*Data under study*:
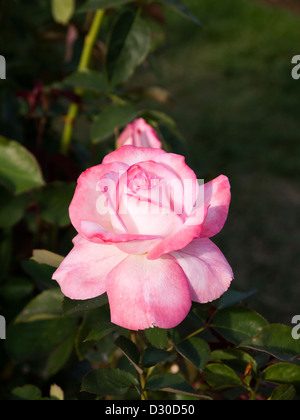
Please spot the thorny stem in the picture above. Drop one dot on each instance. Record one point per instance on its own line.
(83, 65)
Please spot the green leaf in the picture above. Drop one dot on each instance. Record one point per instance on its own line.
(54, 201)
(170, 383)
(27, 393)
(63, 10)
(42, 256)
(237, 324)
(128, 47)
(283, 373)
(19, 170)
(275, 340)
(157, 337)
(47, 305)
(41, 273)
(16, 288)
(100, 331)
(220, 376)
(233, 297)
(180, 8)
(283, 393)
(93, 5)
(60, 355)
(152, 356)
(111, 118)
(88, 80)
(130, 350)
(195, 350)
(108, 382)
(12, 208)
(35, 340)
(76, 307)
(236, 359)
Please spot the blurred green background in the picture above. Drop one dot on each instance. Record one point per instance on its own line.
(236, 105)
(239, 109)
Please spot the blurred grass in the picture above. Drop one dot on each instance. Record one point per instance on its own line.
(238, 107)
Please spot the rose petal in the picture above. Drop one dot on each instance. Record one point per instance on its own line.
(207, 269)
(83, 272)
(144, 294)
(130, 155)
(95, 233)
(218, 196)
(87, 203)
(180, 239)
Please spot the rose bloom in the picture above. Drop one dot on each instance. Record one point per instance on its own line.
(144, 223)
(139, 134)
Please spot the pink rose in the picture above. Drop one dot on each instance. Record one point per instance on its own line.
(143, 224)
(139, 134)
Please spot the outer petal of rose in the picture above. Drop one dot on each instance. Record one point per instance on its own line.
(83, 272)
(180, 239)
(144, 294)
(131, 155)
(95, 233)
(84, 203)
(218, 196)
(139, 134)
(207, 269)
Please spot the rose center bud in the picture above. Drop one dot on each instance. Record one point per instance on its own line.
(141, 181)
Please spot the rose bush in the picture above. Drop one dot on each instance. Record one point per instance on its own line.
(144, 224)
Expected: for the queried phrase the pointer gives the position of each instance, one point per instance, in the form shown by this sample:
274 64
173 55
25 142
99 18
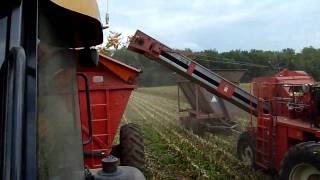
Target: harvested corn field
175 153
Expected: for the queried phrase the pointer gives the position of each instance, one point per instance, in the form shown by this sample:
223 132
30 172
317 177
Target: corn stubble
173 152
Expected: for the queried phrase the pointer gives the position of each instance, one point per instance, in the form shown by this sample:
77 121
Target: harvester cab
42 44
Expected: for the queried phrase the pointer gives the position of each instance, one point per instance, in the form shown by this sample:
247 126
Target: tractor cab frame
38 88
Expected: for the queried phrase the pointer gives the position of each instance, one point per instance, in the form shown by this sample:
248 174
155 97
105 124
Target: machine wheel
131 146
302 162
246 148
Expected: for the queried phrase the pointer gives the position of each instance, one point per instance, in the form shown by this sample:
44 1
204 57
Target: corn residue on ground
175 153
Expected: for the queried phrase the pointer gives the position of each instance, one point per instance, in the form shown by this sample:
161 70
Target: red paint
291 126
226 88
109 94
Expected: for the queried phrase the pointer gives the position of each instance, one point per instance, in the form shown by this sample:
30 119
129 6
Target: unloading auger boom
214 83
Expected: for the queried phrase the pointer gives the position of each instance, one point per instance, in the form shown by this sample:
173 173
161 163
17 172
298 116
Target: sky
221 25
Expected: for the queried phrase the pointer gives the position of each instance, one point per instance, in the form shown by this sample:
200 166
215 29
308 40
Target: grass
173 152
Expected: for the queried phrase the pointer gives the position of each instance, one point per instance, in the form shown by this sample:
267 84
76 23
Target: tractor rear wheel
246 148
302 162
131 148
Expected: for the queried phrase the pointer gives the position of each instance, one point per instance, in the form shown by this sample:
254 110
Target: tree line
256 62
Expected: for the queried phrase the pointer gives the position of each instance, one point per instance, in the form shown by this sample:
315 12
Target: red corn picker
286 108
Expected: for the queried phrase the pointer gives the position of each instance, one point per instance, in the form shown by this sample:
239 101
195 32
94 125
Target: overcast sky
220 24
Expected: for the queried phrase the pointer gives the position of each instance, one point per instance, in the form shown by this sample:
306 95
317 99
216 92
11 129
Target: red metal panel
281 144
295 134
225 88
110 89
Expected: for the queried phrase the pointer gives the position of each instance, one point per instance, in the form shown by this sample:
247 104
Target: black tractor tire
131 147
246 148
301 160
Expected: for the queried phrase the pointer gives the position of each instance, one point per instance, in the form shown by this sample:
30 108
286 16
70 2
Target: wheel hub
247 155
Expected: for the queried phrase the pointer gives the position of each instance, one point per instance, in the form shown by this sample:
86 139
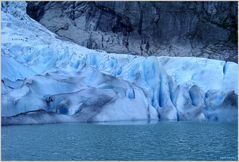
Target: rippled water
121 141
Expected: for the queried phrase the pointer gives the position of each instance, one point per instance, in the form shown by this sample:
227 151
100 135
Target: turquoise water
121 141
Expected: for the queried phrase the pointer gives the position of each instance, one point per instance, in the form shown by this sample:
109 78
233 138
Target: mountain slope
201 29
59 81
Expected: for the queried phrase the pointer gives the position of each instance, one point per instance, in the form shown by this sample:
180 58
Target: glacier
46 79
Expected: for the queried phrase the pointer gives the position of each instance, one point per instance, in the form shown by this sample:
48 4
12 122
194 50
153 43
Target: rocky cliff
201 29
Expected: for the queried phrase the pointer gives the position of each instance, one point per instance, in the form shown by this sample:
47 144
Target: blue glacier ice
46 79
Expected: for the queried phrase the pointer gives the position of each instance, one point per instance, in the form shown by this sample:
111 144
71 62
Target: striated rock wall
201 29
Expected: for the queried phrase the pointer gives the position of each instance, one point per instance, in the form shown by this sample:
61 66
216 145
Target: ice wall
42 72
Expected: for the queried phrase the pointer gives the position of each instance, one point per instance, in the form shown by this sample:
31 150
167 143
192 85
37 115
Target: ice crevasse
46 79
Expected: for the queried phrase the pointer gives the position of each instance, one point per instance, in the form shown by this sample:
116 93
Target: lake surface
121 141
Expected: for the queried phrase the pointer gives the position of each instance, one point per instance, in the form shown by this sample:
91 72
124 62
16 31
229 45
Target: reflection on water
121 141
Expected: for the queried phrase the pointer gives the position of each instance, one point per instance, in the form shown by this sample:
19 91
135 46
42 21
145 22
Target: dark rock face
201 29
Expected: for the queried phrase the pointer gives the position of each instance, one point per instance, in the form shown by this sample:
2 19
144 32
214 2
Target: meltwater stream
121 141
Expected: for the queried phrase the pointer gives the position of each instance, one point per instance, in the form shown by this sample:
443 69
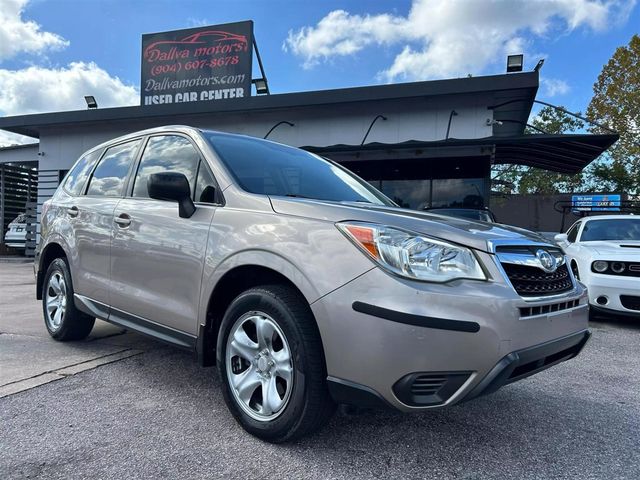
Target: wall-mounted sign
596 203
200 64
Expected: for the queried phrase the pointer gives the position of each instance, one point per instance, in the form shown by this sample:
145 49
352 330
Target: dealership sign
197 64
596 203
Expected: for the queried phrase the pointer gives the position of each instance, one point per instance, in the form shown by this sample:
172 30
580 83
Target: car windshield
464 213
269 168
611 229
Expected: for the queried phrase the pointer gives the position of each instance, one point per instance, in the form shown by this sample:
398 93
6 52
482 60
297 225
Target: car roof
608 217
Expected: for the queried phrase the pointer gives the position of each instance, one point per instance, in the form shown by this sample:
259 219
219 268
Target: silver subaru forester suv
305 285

*Exercise aim*: Would you give the entries above again verbatim, omitting the images they contain?

*Answer section*:
Please spot the thorny stem in the picture above. Drop one dot on each instance. Record one point per instance on its own line.
(83, 65)
Please spot the green leaf in the picture above. Drop one dot on each instance. Record one point per instance on its own line.
(54, 201)
(170, 383)
(27, 393)
(63, 10)
(42, 256)
(237, 324)
(128, 47)
(283, 373)
(19, 170)
(275, 340)
(157, 337)
(47, 305)
(41, 273)
(16, 288)
(100, 331)
(220, 376)
(233, 297)
(180, 8)
(283, 393)
(93, 5)
(60, 355)
(152, 356)
(111, 118)
(88, 80)
(130, 350)
(195, 350)
(108, 382)
(12, 208)
(35, 340)
(76, 307)
(236, 359)
Please spot the blurred green background in the picture above. Drop one dot on each instance. Record one point per instance on its own line.
(236, 105)
(239, 109)
Please spot the blurred grass in the picture above. Drop one dot on each instance. Record one point per instance on its own line.
(238, 107)
Please spot the rose petal in the picture above. Drop one dot on each instance. Record one point per instance on its own line.
(207, 269)
(83, 272)
(144, 294)
(130, 155)
(95, 233)
(218, 196)
(87, 203)
(180, 239)
Please spot the rose bloom in the picture above. Drop one dot on each instance. Record one point per instance on its own line.
(144, 223)
(139, 134)
Please spot the pink rose in the picture above. Drop one dot on each instance. Record one point per instance on its own line.
(143, 224)
(139, 134)
Please spot the outer petal of rose in the picture above. Drop one dot on each instance. Record one point per instance on its own line.
(83, 272)
(180, 239)
(144, 294)
(131, 155)
(95, 233)
(84, 203)
(218, 196)
(139, 134)
(207, 269)
Please spot the rose center bud in the picture above. Drop one dot on each instance. Record one point per instance on its own line.
(141, 181)
Please spot the rose bush in the picture above. Drop one dot on each instance. Record one point per instance on its own line.
(144, 224)
Expected: for the queried phrase the pointer gives the position of each instance, one point per instance, in the form shown by this sample:
274 64
173 55
25 142
99 18
Target: harvested corn field
175 153
Expected: for the queried phrase the pointer gives the position of each instance, one point per instance, in the form shown by this sample:
223 132
30 172
317 177
Target: corn stubble
173 152
Expected: for the queried phrase the pointer gives the position of each instance, one point per instance, in the form shown by this sample:
77 121
Target: harvester cab
42 44
Expected: for the queried phrase the pointer gives the position of each instance, one point per instance, in the form shown by this sample:
247 126
Target: tractor cab frame
38 88
Expected: for the queried phrase the pointer gives the position of each instance, one point per instance, in the form shown by this sample:
248 174
155 97
105 124
Target: machine wheel
131 146
302 162
246 148
Expected: for the queried phrase the pointer gives the position of each instance, one point per instance, in the form shown by this sample:
44 1
204 57
Target: corn residue on ground
175 153
Expected: for the queried phrase the pointer gives the position of each instance, one point per instance, in the form shown by this sample:
161 70
Target: red paint
291 126
226 88
109 94
Expected: for the queried phrase the pointer gives the position of each instance, one point per instance, in the form shown by this sample:
30 119
129 6
Target: unloading auger boom
214 83
Expected: for the queried phrase the pointer gives the position of each instance, one point per instance, in the form shown by this sample:
173 173
161 163
17 172
298 116
Target: sky
221 25
Expected: for the queried phrase the pointer gives the position of each instance, one point per instance, in the form shown by this sample:
200 166
215 29
308 40
Target: grass
173 152
Expected: for the queried phrase the pointer gives the position of each instance, one point per instance, in the form shown by this sample:
267 84
76 23
Target: tractor rear wheel
246 148
302 162
131 148
Expected: for the queried phrase the pointer gives the position of each instance, one point per instance, in the form shown by this sample:
254 110
Target: tree line
256 62
Expected: for the queried phrase the pointer gives the position of each instance, one point per instance, in the form shown by this sample:
315 12
Target: red corn picker
286 108
Expected: for the queried phrase the pointer gives the position of each instance, one point per instance, in the form shown by this sample:
239 101
195 32
94 125
Target: overcast sky
220 24
Expected: for the queried phrase the pointer gives the position of each instance, one point per instance, in the form shown by this sample:
306 95
317 99
216 92
11 129
Target: red metal panel
281 144
295 134
225 88
110 89
Expected: for the queried phrase the pointer gives the position of each instance, one point per instance, in the form shown by this sample:
247 104
Target: black tractor tire
131 147
246 148
301 160
Expected: for the queried phrase the pointer gives the position of each instance, one point per instance, in the form shown by this sample:
30 108
286 16
70 2
Target: wheel hub
247 155
Expected: for the queried phrase the pointer gives the position of each instance, one point per instance, in the form shown by this sample:
86 139
Target: rippled water
121 141
Expected: for the queried phrase the pointer gives the position of each instance, one point per instance, in the form shown by this sample:
227 151
100 135
Target: turquoise water
121 141
Expected: for the queried phrase the pointer gives the position of each instance, one point per instance, in the form shown by this sample:
109 78
233 138
Target: mountain slope
201 29
59 81
Expected: for the queried phrase the pointer gives the position of each instance, one point per instance, in the form shown by this sample:
180 58
Target: glacier
46 79
Expected: for the queried phrase the pointer gives the position of each instance, one point per instance, in the form shown by this sample:
48 4
12 122
194 50
153 43
Target: rocky cliff
201 29
Expected: for the queried phrase the pointer gives the position of each instance, one point per instance, in the form shown by this sample:
47 144
Target: blue glacier ice
46 79
Expected: for the queried phrase the pointer gives the position of each instance, one point per instance, in the form shown by this sample:
111 144
71 62
Target: striated rock wall
201 29
Expected: for the queried phrase the pointer gives the position of each instance, one point per instance, in the form shown by this sample:
61 66
216 145
Target: ice wall
42 72
Expected: for the queried phrase the pointer gives the position of each instance, one point per instance, in the form shown by this sample:
31 150
167 143
192 85
37 115
Target: ice crevasse
46 79
Expected: for the queried phrase the pointer gives the position of each instance, one point per instance, in the form shown by this sample:
116 93
Target: lake surface
121 141
Expected: for the queried phrase the pointer gives the position of each instance, one point per instance, in the form shown by this sample:
91 72
124 62
16 31
229 45
Target: reflection on water
121 141
Expected: for the queried phrase the pointer gives the position of each instance, one point per instance, in the form shown by this sample:
19 91
135 46
42 21
145 22
Target: dark rock face
201 29
Expected: for the queried phrase the pointer gives the position of each instance, one point per instance, in the form shown by this sample:
2 19
144 32
214 2
Target: meltwater stream
121 141
Expected: for the queried phrase the pointer gives the position of each instance, one point per instance, in the form shown by this sample:
443 69
Target: wall-mounted sign
596 203
200 64
Expected: for the queried phrase the pointer gives the position of each instance, one point per instance, in the form shown by this sample:
145 49
352 330
Target: dealership sign
197 64
596 203
Expected: for the queried phrase the pointer gives the position of each instance, one point per instance, in the form shown by this sample:
172 30
580 83
Target: car windshield
464 213
269 168
611 229
Expected: for the queried phrase the pointer gives the position of each instance, one point per instance, in the form shown by this sample:
398 93
6 52
482 60
297 225
Target: car roof
608 217
Expected: for the queried phrase the pointer gives the position of each instance, one point per instance, in the form shown by this sample:
259 219
219 268
Target: silver subaru forester suv
305 285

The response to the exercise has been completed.